> [Given text]
Some specialized fields of economics deal in market failure more than others. The economics of the public sector is one example. Much environmental economics concerns externalities or "public bads".

Policy options include regulations that reflect cost-benefit analysis or market solutions that change incentives, such as emission fees or redefinition of property rights.

Welfare 

Welfare economics uses microeconomics techniques to evaluate well-being from allocation of productive factors as to desirability and economic efficiency within an economy, often relative to competitive general equilibrium. It analyzes social welfare, however measured, in terms of economic activities of the individuals that compose the theoretical society considered.  Accordingly, individuals, with associated economic activities, are the basic units for aggregating to social welfare, whether of a group, a community, or a society, and there is no "social welfare" apart from the "welfare" associated with its individual units.

Macroeconomics 

Macroeconomics examines the economy as a whole to explain broad aggregates and their interactions "top down", that is, using a simplified form of general-equilibrium theory. Such aggregates include national income and output, the unemployment rate, and price inflation and subaggregates like total consumption and investment spending and their components. It also studies effects of monetary policy and fiscal policy.

Since at least the 1960s, macroeconomics has been characterized by further integration as to micro-based modelling of sectors, including rationality of players, efficient use of market information, and imperfect competition. This has addressed a long-standing concern about inconsistent developments of the same subject.

Macroeconomic analysis also considers factors affecting the long-term level and growth of national income. Such factors include capital accumulation, technological change and labour force growth.

Growth 

Growth economics studies factors that explain economic growth – the increase in output per capita of a country over a long period of time. The same factors are used to explain differences in the level of output per capita between countries, in particular why some countries grow faster than others, and whether countries converge at the same rates of growth.

Much-studied factors include the rate of investment, population growth, and technological change. These are represented in theoretical and empirical forms (as in the neoclassical and endogenous growth models) and in growth accounting.

Business cycle 

The economics of a depression were the spur for the creation of "macroeconomics" as a separate discipline. During the Great Depression of the 1930s, John Maynard Keynes authored a book entitled The General Theory of Employment, Interest and Money outlining the key theories of Keynesian economics. Keynes contended that aggregate demand for goods might be insufficient during economic downturns, leading to unnecessarily high unemployment and losses of potential output.

He therefore advocated active policy responses by the public sector, including monetary policy actions by the central bank and fiscal policy actions by the government to stabilize output over the business cycle.
Thus, a central conclusion of Keynesian economics is that, in some situations, no strong automatic mechanism moves output and employment towards full employment levels. John Hicks' IS/LM model has been the most influential interpretation of The General Theory.

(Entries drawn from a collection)
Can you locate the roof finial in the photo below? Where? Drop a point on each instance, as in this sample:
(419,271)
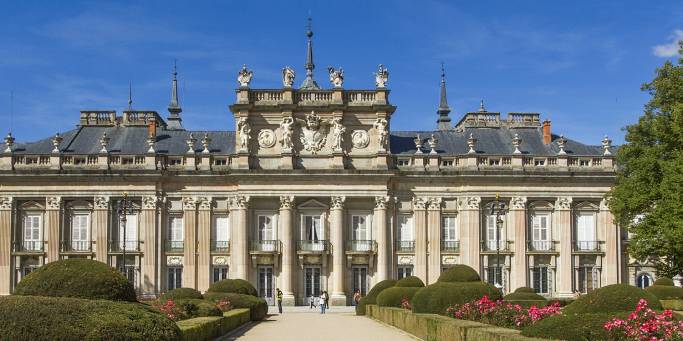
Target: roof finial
(444,121)
(309,83)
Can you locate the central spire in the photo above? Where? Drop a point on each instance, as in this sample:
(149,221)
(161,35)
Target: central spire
(309,83)
(444,121)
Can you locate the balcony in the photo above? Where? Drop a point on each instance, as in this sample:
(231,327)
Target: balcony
(265,246)
(405,246)
(587,246)
(119,246)
(361,246)
(312,246)
(175,246)
(222,246)
(450,246)
(28,247)
(540,246)
(76,246)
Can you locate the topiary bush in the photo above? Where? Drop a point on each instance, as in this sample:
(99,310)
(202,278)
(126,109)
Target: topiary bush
(459,273)
(437,297)
(81,278)
(66,318)
(257,306)
(235,286)
(410,282)
(181,293)
(615,297)
(371,297)
(392,297)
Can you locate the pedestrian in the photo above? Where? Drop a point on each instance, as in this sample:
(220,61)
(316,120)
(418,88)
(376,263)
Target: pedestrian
(356,297)
(322,302)
(278,296)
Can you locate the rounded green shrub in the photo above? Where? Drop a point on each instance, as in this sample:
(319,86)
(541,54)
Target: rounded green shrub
(66,318)
(81,278)
(235,286)
(437,297)
(664,281)
(258,308)
(459,273)
(392,297)
(181,293)
(371,297)
(611,298)
(410,282)
(572,327)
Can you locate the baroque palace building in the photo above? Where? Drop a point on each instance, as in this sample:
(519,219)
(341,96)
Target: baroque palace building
(313,191)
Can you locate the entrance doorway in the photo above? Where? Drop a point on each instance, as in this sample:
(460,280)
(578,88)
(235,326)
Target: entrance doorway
(265,283)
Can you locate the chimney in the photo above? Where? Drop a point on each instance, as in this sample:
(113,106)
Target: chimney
(547,136)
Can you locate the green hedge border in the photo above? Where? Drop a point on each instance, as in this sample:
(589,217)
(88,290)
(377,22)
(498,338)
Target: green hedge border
(209,328)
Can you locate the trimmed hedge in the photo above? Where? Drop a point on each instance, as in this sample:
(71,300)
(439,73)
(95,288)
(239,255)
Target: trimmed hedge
(615,297)
(371,297)
(181,293)
(459,273)
(235,286)
(392,297)
(258,307)
(209,328)
(573,327)
(80,278)
(437,297)
(410,282)
(66,318)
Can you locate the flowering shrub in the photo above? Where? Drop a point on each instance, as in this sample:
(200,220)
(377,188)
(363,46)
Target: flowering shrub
(405,304)
(644,324)
(501,313)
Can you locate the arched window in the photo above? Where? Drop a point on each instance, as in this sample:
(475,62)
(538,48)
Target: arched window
(643,281)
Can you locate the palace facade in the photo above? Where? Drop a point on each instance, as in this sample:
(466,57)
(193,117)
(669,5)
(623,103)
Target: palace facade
(313,191)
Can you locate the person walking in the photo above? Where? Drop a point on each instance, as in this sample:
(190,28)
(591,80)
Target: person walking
(278,296)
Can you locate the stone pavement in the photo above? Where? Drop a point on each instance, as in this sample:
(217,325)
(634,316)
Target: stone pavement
(302,323)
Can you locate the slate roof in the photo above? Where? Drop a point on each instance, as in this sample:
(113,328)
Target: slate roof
(133,140)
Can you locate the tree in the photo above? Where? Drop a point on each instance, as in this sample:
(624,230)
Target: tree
(648,194)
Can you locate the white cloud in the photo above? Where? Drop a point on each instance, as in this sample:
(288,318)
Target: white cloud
(670,49)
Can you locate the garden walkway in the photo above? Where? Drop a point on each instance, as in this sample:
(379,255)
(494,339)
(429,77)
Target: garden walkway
(300,323)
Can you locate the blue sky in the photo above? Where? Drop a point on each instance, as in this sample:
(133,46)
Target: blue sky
(580,64)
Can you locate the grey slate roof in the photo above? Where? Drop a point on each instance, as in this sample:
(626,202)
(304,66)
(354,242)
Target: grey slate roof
(133,140)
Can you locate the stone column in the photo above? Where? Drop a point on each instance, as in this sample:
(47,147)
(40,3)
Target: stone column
(150,248)
(5,245)
(288,251)
(100,228)
(434,238)
(519,259)
(204,244)
(470,231)
(420,219)
(190,245)
(52,210)
(610,265)
(564,263)
(338,296)
(382,239)
(240,237)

> [Required actions]
(A) According to the economics passage, what has been the most influential interpretation of The General Theory?
(B) Select each line of the records in which the word "doorway" appears.

> [Written answers]
(A) John Hicks' IS/LM model.

(B)
Can you locate the entrance doorway in the photo above? Where? Drop a point on each instance, as in this sample:
Target: entrance doorway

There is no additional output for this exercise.